## Requirements
#1 In the forum thread about the 8086 training kit, which magazine does RCuber suggest checking for ads from companies that sell 8086 trainers?
#2 Write down each distinct date on which a post was made in the forum thread about the 8086 training kit.

## Text passage
════════

# :: Training kit :: Intel Processor ::



## Mo0o0n Light (Oct 20, 2007)

Hi every one here;

I have a small problem 

I have a project and my advisor ask me to get information about a 
Training kit with Intel processor 8086 ,,

My problem as following:

I can’t find any information about it and I could't recognize if this Training kit a motherboard or a device ,,   

I'll be so glad if you help me ,,


with all my best wishes...


----------



## praka123 (Oct 20, 2007)

the kit is 8086 processor-based for labs which u may need to train for ur mnemonics.
there is emulation software for 8085/86 etc in linux and may be for windows too.


----------



## RCuber (Oct 20, 2007)

yea you can get training kits in the market. I have a 8086 which one of my friend gave it to me  (and forgot to take it back ). 
Emulators are good but should not become a replacement for the trainer kit.


----------



## praka123 (Oct 20, 2007)

hmm...really?  i passed my lab arrear exam for microprocessor  studied  using gaonkar's emulation software. 8)


----------



## Mo0o0n Light (Oct 21, 2007)

praka123 

thanx for your reply .. I need to the standards of this card ,, then we'll use the assembly language to deal with it ..

==========

Charan 

could you blz send your Friend's card to me << Just kidding 

if you have any information about the standards and production companies of this card , I'll be so glad for you ..


----------



## Mo0o0n Light (Oct 22, 2007)

UP


to get any reply


----------



## RCuber (Oct 22, 2007)

hoo sorry moonlight, forgot to reply. just pickup a copy of Electronics For You and check the ads. there will be loads of companies selling 8086 trainers , just buy it from them.


----------



## praka123 (Oct 22, 2007)

@OP:havent u seen these sites selling kits:
*www.skykingagencies.com/trainer.htm
*www.kitektechnologies.com/micro_lab.htm
^^^does it help


----------



## Mo0o0n Light (Oct 29, 2007)

thanx a lot charan & praka123 for your help ..

your links was very helpful for me ..



thank you again


----------

════════

## Information supplied
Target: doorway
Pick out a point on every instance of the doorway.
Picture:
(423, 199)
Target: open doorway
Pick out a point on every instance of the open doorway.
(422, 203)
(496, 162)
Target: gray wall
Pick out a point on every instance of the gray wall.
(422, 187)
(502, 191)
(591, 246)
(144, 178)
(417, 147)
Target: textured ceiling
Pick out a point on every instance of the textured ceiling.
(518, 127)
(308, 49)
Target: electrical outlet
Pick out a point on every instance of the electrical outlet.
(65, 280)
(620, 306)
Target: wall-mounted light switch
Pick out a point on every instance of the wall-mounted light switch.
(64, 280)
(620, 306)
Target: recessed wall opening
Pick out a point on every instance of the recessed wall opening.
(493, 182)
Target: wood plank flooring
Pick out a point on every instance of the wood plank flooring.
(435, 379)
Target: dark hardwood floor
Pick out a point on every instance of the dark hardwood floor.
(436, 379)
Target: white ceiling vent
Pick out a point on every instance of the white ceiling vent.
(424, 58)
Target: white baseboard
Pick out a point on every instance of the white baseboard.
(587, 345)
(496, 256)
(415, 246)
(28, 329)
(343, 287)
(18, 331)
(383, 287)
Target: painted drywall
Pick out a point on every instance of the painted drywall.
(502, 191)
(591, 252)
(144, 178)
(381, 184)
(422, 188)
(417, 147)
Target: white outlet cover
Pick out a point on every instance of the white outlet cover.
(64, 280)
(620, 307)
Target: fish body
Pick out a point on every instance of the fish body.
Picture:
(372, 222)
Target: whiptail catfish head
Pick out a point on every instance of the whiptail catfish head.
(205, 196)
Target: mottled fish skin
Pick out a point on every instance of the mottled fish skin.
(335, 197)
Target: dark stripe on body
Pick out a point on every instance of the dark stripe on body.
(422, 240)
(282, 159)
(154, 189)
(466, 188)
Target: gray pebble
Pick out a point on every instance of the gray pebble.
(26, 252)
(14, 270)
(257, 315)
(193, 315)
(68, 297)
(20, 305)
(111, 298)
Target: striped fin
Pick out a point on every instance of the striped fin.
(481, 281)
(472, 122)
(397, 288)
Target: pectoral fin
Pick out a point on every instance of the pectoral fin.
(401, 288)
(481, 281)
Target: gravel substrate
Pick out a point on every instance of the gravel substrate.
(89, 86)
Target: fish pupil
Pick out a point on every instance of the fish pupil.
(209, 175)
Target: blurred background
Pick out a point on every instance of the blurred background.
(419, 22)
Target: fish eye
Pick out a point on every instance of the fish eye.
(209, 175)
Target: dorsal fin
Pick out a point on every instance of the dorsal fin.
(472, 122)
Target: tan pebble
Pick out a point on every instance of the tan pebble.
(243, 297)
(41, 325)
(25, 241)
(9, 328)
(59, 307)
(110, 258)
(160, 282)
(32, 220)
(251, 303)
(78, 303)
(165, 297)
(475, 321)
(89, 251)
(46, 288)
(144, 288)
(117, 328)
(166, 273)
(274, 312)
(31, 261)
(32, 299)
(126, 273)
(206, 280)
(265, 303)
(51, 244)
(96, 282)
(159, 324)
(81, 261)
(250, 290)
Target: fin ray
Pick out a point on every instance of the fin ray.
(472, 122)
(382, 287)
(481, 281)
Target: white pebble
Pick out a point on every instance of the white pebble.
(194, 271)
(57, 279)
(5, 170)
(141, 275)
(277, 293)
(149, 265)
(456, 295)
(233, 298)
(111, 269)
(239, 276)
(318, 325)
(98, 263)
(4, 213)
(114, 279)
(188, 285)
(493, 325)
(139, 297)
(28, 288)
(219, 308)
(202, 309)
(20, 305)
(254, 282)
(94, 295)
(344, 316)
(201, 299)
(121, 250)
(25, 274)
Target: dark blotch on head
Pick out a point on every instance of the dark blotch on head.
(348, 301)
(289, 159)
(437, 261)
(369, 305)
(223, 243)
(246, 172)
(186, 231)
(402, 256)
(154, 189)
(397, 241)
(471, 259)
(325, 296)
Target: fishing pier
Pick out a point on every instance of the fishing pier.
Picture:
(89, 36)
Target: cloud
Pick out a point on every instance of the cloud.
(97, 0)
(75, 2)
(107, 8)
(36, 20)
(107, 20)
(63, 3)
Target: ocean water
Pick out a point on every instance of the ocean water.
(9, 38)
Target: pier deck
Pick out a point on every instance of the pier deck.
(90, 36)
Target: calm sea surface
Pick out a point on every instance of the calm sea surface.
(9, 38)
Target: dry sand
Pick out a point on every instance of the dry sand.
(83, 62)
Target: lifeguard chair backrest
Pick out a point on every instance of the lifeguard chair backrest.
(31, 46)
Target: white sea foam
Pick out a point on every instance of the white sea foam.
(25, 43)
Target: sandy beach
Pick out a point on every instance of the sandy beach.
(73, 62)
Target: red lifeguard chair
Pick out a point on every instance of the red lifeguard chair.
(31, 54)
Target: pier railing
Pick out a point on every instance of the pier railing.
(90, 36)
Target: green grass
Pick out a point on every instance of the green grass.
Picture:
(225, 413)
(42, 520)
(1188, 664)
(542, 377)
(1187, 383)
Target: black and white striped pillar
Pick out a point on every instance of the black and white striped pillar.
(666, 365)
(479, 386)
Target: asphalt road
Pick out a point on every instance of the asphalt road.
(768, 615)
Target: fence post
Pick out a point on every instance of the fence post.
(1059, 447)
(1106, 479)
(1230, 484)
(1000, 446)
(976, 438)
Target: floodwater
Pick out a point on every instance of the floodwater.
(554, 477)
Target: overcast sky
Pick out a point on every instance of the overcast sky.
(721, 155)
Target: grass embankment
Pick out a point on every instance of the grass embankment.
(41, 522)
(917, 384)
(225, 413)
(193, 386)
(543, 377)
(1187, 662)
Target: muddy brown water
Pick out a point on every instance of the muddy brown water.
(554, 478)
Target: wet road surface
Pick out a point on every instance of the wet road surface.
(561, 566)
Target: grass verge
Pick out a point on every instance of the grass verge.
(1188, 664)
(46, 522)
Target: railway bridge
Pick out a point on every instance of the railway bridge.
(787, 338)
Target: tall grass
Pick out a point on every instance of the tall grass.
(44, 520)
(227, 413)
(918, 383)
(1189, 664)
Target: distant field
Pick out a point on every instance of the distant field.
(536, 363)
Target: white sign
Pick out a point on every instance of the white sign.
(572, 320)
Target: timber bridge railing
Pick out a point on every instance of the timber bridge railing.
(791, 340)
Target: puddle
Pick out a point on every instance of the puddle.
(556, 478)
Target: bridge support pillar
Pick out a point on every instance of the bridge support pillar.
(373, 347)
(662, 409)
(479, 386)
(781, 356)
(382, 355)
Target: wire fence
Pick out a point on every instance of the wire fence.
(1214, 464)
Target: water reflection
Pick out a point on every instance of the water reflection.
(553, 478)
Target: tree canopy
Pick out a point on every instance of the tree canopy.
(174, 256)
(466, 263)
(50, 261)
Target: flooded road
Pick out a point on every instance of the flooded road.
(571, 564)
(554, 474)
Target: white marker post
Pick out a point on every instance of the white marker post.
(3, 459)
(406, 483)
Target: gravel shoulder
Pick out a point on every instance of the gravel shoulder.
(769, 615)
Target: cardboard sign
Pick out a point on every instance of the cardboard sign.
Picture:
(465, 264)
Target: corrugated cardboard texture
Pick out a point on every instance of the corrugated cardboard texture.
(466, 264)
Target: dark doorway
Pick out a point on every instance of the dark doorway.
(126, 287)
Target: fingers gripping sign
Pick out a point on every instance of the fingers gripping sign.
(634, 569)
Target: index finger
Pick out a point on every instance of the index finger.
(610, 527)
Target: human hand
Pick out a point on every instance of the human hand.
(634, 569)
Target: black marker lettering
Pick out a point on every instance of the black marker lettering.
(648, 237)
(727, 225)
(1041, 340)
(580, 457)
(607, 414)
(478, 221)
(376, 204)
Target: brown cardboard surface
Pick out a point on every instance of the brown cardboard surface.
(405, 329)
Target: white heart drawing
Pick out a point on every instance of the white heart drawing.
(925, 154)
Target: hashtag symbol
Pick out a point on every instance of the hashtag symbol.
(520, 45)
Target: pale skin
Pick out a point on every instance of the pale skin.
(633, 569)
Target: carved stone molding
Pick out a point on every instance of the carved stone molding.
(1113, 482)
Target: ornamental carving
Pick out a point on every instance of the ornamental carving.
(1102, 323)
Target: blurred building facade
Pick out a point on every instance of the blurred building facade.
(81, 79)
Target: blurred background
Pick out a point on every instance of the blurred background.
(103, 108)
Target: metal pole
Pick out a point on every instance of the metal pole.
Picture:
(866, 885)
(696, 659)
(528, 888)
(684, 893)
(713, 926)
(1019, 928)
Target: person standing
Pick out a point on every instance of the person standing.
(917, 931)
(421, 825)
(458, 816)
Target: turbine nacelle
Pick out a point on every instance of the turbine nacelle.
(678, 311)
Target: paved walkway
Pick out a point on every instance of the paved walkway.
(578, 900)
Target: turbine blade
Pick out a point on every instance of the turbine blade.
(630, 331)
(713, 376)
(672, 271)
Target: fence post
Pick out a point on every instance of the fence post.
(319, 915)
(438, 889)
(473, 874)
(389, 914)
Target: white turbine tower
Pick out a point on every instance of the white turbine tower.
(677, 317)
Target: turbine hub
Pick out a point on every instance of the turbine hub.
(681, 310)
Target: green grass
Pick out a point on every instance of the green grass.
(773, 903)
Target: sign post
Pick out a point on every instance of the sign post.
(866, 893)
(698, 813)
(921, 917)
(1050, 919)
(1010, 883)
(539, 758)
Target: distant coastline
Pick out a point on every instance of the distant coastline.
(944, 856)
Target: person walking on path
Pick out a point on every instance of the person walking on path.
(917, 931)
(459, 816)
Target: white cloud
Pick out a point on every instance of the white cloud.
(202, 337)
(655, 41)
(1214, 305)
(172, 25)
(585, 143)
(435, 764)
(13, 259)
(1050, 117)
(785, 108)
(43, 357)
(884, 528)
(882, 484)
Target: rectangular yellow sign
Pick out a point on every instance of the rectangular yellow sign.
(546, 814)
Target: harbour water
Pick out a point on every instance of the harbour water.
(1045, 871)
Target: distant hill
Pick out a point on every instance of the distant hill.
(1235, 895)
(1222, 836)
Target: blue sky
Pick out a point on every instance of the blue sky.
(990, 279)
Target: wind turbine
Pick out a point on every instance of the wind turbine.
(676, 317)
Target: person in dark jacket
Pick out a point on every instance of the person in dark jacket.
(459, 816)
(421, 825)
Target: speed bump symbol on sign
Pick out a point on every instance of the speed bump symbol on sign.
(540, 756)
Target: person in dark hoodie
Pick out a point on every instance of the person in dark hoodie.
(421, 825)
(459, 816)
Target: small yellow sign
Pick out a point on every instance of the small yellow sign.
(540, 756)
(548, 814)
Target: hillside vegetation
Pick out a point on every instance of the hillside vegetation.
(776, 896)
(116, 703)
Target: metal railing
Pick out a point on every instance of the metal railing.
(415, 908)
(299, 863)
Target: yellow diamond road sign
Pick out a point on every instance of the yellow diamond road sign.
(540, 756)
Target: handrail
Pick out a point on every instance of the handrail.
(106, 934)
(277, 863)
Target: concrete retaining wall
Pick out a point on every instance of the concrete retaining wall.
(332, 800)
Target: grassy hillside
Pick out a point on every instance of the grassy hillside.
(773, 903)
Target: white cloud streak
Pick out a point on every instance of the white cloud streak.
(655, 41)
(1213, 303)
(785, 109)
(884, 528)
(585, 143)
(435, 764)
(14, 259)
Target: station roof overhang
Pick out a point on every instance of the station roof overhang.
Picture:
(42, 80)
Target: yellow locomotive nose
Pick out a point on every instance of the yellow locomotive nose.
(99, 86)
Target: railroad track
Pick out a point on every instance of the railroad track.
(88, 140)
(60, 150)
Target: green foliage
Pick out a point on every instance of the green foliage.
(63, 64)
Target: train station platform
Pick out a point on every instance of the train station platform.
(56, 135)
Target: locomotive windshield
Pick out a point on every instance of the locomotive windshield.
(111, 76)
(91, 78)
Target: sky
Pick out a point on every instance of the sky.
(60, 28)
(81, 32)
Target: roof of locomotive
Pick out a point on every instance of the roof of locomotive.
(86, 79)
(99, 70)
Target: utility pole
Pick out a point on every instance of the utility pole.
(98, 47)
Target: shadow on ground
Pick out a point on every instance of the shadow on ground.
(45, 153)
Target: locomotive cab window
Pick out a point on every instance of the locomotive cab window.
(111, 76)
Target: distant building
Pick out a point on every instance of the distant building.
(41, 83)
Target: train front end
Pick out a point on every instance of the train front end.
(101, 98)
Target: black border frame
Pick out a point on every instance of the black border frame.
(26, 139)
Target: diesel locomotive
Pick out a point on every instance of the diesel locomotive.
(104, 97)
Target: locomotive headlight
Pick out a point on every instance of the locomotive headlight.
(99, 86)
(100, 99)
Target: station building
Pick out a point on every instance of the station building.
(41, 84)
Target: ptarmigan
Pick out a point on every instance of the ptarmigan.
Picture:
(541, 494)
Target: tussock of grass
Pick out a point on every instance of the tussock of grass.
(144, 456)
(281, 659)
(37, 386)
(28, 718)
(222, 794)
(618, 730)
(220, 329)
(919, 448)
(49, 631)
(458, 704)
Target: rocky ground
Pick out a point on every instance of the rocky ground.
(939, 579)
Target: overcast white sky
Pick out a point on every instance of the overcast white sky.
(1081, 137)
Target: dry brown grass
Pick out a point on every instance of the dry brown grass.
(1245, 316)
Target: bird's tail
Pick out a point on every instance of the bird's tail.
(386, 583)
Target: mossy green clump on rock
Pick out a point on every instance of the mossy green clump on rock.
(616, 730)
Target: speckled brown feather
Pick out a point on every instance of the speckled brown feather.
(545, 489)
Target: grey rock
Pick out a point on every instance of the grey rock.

════════

## Answers to each task
#1 Electronics For You

#2
Oct 20, 2007
Oct 21, 2007
Oct 22, 2007
Oct 29, 2007